Travail demandé: Poursuivez le compte rendu consacré à l'opéra de chambre de Peter Maxwell Davies sur les gardiens de phare disparus des îles Flannan, en reprenant juste après sa dernière phrase.

Texte fourni:

+++

CD Naxos 8.660354. Notice en anglais. Livret (en anglais uniquement) téléchargeable sur naxos.com. Distr. Abeille Musique.
Faire d'un fait divers - la disparition mystérieuse, en 1900, de trois gardiens de phare en service sur l'une des îles écossaises de Flannan - qui, certes, en son temps marqua les esprits, un livret d'opéra fonctionnel, relève déjà en soi de la prouesse. En adjoignant à ce livret une musique capable d'en sublimer le potentiel scénique, Peter Maxwell Davies montrait en 1979 qu'un compositeur peut parfois aussi être un bon dramaturge. L'imaginaire marin de cet opéra de chambre rappelle inévitablement celui de Britten. Atonale bien que polarisée, acérée par une orchestration nette et brillante, peu soucieuse de fusion impressionniste, la musique évoquera, quant à elle, au moins autant que celle de l'aîné d'Aldeburgh, celle du Birtwistle récent. L'écriture vocale conserve quelques accents expressionnistes mais, adoucie depuis l'opéra Taverner (1970), adopte un lyrisme fluide et généreux.

+++

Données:
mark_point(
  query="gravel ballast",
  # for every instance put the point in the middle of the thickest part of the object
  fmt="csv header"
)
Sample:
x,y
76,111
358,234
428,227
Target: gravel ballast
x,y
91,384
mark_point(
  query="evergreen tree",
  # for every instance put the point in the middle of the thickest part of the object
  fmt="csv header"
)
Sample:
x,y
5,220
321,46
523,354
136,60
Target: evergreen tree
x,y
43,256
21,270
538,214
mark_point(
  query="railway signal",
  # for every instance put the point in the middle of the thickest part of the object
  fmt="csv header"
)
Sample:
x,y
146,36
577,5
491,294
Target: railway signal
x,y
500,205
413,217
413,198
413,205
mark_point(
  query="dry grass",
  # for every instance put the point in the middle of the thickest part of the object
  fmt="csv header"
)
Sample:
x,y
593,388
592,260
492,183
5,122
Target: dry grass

+++

Réponse:
En salle d'audience à Edimbourg, les récits des trois Officiers de relève qui ont constaté la disparition ne dissipent aucunement le mystère qui entoure l'affaire. Le suspense croissant de cette première partie aux airs de conte fantastique tourne dans la seconde partie au psychodrame. L'ambiance claustrophobique à laquelle contribue l'absence de voix féminines et de chœur constitue l'un des atouts majeurs de l'opéra, et on pourra ne pas être entièrement convaincu de la nécessité des trois songs confiés aux protagonistes. L'idée est en soi excellente, notamment parce qu'elle permet aux trois chanteurs de se faire entendre dans un registre plus détendu. Elle trouve pourtant son facteur limitant dans un manque de stylisation qui fait paradoxalement sonner la chanson avec banjo, castagnettes et violon de Blaze comme un moment artificiel, le choral d'Arthur, appuyé par le tambourin et les cuivres, peu adopté à sa harangue sur le Veau d'or, et la romance de Sandy, bien qu'encanaillée par le piano bastringue et le violoncelle, un peu sucrée. Dans les trois cas, le savoureux clash entre la tonalité de ces interpolations et leur environnement atonal n'a pas l'impact que l'on en attendrait.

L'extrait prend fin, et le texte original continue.